## Exercise requirements
Copy out the lines below word for word, starting with the line that contains "of the x-shaped" and continuing through the final line, both included.

[Start The input]

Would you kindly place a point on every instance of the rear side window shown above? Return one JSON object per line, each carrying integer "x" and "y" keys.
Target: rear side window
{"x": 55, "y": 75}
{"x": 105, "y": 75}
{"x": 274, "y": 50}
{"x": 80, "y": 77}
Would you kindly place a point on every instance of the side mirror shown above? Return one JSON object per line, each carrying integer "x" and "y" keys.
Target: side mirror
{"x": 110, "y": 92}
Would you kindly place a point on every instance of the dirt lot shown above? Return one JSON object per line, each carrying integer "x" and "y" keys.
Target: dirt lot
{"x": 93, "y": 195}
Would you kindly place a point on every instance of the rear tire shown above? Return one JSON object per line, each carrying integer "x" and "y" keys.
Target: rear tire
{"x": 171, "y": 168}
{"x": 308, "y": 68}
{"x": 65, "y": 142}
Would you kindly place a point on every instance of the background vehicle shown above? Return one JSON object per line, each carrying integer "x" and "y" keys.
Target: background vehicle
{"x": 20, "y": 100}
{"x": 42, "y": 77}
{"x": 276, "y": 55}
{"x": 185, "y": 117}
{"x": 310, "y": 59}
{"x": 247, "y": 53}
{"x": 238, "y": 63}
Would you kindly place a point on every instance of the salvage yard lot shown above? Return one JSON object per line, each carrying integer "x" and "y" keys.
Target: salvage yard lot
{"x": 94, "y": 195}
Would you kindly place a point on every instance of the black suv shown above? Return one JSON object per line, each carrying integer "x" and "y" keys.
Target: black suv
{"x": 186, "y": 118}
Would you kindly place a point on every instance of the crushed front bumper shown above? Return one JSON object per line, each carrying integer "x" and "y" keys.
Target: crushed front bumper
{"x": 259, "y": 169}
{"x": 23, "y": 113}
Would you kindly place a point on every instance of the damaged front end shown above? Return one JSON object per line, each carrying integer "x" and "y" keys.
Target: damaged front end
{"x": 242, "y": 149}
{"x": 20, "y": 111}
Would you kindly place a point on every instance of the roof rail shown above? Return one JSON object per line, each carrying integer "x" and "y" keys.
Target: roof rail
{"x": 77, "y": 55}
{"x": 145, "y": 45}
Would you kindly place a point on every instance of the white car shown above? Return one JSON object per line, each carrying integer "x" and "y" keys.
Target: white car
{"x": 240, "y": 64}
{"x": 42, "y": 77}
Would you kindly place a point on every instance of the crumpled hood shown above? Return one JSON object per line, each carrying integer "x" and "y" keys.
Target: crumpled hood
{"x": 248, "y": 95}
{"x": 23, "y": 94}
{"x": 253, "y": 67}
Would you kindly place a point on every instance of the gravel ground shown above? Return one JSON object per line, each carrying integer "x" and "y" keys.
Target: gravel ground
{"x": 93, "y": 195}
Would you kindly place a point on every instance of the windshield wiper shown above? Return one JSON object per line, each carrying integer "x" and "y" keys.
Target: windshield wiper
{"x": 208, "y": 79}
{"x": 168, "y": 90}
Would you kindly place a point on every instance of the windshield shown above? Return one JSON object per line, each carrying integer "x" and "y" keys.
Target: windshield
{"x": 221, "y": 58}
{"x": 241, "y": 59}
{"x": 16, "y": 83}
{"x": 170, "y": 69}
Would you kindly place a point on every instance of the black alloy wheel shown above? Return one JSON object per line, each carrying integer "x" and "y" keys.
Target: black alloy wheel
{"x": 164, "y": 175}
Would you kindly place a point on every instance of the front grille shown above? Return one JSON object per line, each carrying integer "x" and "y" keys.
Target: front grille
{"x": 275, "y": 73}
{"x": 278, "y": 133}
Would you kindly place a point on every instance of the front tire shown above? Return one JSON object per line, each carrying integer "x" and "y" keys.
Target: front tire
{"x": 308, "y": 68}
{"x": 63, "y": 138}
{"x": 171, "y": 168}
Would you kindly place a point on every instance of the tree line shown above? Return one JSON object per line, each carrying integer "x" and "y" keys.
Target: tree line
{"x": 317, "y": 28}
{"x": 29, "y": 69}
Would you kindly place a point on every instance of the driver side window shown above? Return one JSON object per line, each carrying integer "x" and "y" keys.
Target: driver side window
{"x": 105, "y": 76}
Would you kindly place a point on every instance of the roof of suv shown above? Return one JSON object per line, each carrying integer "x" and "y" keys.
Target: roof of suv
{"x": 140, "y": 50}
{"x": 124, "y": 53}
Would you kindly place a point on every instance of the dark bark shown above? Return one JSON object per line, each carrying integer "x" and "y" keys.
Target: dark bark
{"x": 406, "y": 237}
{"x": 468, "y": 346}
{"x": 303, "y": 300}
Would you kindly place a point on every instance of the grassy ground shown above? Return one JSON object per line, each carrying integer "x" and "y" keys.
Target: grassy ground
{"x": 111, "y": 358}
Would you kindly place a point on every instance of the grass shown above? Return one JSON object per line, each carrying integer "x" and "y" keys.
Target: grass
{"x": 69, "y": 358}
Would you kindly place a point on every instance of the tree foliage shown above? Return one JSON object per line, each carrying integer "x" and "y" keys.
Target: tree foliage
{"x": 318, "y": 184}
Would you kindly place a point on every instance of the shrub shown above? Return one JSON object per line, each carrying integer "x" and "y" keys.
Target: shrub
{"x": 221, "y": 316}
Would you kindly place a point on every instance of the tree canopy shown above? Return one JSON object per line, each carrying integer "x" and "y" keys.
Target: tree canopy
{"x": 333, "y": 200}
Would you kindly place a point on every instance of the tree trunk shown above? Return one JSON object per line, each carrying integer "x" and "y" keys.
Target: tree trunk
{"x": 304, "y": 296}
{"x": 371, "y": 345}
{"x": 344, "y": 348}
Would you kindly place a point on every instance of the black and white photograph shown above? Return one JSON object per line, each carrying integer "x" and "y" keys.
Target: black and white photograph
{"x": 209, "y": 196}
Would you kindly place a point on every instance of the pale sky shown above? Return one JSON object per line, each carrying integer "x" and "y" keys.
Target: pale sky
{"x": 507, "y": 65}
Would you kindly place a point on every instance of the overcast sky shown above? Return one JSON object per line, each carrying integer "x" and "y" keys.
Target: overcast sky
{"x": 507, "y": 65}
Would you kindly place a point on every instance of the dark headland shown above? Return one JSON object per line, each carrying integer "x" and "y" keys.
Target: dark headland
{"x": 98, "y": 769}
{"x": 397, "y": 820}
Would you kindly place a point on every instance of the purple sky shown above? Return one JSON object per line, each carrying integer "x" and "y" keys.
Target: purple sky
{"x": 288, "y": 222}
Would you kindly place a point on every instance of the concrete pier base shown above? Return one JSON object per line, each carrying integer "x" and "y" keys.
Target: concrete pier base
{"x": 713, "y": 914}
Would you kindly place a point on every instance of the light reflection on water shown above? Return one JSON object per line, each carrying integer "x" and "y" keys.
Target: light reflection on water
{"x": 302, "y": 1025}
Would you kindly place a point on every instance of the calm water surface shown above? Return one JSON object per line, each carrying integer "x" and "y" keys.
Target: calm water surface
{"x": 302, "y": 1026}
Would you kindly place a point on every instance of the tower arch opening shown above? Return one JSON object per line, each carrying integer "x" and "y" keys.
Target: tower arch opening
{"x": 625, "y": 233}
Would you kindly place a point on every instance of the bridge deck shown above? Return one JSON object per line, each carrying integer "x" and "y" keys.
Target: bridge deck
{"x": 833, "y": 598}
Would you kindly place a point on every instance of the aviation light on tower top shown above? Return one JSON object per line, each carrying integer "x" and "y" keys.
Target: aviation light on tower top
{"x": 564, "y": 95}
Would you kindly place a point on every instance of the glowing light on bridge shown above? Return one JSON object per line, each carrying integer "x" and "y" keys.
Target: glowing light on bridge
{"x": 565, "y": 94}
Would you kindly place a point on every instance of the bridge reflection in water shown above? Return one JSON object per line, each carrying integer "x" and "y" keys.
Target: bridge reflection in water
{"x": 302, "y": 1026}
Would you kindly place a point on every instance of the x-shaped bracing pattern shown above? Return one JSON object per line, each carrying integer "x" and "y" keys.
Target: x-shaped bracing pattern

[End The input]

## Solution to this problem
Would you kindly place a point on every instance of the x-shaped bracing pattern shown above? Return one JSON object per line, each carrying integer "x" and "y" keys.
Target: x-shaped bracing pattern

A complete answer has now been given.